Filtrez les items ci-dessous en recopiant chaque ligne qui contient le mot « headscarf ». La casse doit être respectée.

++++++

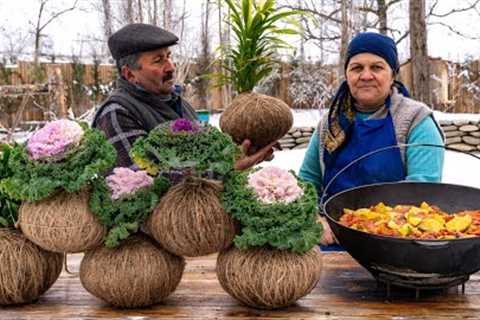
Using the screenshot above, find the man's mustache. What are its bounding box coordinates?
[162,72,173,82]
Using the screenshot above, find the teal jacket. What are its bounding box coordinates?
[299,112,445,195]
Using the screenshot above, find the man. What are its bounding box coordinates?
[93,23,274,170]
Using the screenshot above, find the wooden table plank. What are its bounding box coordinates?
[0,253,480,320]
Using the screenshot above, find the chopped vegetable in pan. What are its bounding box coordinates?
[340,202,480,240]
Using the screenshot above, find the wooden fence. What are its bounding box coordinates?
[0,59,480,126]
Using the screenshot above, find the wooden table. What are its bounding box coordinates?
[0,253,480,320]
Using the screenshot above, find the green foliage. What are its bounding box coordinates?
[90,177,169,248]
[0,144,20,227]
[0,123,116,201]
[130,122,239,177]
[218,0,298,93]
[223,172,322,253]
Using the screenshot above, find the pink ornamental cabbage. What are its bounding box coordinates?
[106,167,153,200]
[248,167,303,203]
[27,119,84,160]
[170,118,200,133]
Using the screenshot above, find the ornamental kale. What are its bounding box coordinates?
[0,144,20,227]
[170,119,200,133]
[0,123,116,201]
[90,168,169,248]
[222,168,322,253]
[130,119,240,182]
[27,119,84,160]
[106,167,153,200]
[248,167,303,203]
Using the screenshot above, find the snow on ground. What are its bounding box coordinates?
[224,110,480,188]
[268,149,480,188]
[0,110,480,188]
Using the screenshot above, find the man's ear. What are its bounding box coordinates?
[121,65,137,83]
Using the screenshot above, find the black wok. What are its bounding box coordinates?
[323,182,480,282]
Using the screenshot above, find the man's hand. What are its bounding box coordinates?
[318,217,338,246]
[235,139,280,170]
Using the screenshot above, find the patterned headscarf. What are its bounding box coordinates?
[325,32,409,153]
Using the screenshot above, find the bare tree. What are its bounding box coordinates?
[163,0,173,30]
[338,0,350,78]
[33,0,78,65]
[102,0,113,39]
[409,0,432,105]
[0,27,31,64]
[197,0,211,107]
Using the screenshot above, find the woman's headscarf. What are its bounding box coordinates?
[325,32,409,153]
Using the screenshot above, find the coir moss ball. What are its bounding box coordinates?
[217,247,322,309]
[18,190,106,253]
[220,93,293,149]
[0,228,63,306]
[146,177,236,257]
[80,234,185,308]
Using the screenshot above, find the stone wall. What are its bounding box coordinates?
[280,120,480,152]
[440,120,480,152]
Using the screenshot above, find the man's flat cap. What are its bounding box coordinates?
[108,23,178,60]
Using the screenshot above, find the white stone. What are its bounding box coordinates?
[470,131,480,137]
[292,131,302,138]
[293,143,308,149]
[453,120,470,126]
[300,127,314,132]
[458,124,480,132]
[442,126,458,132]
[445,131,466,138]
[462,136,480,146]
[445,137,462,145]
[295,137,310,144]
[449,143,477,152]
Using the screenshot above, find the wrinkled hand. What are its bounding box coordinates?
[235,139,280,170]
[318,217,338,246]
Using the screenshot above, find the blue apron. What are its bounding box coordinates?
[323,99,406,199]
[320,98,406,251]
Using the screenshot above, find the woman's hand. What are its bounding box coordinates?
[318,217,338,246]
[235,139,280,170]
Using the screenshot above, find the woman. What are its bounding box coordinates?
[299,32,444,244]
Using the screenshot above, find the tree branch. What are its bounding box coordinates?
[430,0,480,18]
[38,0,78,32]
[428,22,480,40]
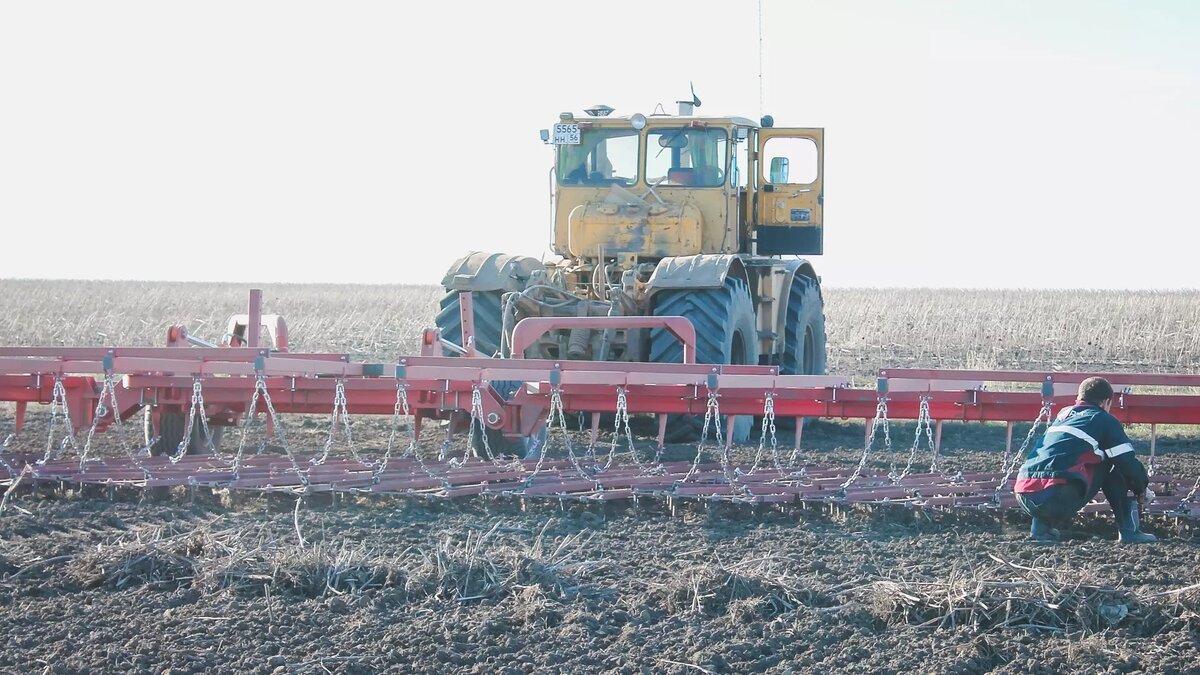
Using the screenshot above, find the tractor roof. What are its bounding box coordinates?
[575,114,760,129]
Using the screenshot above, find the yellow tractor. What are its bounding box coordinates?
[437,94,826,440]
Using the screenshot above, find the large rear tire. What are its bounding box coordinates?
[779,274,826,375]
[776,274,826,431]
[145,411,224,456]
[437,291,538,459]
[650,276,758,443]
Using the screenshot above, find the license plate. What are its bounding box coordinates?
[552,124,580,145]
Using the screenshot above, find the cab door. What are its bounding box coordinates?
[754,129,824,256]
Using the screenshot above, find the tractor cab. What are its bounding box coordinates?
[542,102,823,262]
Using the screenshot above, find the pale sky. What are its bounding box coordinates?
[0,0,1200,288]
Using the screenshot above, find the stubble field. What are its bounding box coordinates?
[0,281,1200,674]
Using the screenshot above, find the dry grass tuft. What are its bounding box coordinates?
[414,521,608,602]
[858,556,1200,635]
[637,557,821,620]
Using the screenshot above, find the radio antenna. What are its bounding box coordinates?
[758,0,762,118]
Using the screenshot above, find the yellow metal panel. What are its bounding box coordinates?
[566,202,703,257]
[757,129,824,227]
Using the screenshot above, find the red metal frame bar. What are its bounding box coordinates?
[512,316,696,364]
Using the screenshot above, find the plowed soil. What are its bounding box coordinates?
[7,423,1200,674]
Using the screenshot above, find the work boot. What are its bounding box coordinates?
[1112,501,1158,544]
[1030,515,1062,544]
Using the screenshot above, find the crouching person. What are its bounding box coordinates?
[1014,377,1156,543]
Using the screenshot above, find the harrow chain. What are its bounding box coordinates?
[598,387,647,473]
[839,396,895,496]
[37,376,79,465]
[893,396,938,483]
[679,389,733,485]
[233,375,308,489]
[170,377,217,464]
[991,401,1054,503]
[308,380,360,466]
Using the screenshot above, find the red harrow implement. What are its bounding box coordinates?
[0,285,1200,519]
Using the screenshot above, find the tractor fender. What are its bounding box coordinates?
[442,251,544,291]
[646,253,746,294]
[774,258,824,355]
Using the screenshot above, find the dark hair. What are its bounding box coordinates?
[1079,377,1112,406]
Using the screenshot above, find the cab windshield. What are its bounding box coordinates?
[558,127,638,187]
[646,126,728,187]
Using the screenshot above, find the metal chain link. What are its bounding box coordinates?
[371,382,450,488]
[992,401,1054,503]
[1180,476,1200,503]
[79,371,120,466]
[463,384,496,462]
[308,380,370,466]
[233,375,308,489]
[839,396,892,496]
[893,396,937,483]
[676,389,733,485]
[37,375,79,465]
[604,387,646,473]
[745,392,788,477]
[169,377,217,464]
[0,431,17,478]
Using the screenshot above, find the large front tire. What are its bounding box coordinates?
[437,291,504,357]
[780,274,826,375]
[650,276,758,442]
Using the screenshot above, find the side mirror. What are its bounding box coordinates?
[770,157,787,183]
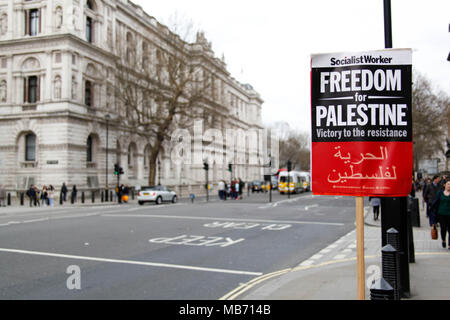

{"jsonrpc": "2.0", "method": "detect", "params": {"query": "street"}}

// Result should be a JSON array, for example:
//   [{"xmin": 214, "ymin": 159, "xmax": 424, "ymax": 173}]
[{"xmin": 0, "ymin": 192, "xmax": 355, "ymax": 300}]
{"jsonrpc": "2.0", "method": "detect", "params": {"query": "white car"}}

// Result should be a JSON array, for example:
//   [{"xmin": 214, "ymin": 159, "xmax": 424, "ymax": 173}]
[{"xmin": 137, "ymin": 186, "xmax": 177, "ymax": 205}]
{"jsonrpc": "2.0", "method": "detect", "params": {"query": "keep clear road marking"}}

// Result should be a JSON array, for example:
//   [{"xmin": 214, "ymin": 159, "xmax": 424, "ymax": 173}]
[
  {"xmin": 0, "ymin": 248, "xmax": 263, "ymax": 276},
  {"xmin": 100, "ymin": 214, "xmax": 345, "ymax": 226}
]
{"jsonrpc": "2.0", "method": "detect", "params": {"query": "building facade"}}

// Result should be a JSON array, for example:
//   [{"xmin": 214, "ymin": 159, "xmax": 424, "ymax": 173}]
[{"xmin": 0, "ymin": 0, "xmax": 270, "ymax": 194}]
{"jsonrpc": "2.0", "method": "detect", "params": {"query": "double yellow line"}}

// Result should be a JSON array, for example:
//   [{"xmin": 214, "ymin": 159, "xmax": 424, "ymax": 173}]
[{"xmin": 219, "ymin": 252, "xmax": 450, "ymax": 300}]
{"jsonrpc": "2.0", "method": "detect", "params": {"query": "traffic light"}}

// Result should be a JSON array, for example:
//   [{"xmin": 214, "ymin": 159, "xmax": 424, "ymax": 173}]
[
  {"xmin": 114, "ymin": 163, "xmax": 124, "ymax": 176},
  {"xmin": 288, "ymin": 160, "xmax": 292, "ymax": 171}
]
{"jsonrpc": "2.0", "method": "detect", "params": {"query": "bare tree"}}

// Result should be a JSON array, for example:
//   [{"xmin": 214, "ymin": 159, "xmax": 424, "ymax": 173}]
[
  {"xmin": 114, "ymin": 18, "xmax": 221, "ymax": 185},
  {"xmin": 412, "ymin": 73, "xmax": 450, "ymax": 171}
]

++++++

• _Résultat attendu_
Using the screenshot above, find the patterned headscarf. What are its bounding box coordinates?
Using the screenshot above, find the woman's headscarf. What are its bounding box coordinates?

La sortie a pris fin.